▶ Given task:
Count the lines of the material that contain the string "stone", and give only that number.

▶ Provided data:
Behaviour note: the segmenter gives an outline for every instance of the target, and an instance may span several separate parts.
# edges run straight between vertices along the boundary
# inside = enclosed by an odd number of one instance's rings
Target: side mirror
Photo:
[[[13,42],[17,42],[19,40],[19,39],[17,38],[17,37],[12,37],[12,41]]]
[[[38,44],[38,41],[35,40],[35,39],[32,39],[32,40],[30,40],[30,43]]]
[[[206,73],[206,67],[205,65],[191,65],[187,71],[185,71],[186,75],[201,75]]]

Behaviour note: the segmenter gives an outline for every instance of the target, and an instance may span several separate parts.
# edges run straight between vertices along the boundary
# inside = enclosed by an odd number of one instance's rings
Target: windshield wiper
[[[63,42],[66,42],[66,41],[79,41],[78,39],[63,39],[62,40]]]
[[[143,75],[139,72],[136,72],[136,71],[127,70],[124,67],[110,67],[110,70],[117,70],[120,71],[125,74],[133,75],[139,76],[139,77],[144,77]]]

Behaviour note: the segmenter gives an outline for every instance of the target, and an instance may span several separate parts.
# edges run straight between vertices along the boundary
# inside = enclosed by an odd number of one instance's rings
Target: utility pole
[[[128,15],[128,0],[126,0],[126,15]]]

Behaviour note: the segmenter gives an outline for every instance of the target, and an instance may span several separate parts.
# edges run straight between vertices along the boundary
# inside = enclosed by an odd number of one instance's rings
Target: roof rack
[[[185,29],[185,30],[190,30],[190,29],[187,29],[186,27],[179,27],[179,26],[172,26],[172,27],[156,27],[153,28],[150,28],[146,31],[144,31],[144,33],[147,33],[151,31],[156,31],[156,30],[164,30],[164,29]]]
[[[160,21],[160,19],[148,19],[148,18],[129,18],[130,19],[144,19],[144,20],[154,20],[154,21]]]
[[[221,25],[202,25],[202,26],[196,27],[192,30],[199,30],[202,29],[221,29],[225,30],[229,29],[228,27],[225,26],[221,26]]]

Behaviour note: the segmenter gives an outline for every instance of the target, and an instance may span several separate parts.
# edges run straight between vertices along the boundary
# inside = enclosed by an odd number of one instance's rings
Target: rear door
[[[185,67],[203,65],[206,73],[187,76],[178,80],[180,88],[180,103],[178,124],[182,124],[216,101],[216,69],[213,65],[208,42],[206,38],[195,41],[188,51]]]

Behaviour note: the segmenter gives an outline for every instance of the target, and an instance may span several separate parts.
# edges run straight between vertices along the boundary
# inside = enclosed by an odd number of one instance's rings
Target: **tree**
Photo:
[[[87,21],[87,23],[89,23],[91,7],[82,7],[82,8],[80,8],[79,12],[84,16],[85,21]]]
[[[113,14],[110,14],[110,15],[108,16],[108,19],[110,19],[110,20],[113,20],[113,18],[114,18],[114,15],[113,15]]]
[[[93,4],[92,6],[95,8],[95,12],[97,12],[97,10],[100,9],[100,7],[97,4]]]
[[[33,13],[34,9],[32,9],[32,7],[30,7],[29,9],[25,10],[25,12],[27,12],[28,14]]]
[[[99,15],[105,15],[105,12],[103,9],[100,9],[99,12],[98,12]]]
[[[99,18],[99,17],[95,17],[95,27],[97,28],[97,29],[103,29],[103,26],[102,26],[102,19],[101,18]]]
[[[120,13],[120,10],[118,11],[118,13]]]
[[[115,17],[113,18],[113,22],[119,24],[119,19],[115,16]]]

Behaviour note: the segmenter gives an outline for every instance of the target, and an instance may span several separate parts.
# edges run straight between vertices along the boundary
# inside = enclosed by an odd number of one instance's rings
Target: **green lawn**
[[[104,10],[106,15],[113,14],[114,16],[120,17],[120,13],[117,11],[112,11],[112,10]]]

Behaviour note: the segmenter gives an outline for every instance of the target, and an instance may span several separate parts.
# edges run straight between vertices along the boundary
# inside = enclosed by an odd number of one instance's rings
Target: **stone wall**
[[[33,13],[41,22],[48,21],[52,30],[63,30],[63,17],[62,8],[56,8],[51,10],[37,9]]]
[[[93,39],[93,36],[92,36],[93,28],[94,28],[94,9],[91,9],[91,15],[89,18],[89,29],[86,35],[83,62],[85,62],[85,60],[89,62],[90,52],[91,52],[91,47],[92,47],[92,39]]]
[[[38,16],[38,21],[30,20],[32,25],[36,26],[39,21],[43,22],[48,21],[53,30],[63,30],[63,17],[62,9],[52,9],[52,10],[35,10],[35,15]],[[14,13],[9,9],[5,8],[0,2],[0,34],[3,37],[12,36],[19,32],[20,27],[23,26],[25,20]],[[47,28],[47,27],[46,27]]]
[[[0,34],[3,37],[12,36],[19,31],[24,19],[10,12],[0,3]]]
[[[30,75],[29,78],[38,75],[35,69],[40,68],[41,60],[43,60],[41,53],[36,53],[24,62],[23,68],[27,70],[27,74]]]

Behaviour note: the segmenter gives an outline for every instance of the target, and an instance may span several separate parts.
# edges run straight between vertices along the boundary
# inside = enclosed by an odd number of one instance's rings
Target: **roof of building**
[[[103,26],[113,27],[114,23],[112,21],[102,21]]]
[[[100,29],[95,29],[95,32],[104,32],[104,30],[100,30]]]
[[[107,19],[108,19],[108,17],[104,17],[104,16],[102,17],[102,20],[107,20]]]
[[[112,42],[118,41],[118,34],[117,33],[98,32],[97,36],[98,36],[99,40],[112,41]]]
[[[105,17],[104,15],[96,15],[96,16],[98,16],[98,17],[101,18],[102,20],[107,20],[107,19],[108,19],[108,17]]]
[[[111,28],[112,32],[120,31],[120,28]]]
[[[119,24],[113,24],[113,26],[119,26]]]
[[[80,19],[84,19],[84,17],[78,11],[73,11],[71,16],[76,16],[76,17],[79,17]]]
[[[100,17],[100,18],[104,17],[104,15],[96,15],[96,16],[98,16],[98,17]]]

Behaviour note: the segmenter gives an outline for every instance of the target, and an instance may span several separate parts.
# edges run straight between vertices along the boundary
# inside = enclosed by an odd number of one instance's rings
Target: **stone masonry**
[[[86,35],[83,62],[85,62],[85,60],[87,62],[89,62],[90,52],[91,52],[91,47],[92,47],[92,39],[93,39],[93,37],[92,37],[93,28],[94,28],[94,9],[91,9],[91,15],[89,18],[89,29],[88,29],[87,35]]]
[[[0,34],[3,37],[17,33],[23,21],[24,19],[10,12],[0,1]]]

▶ Exercise response:
2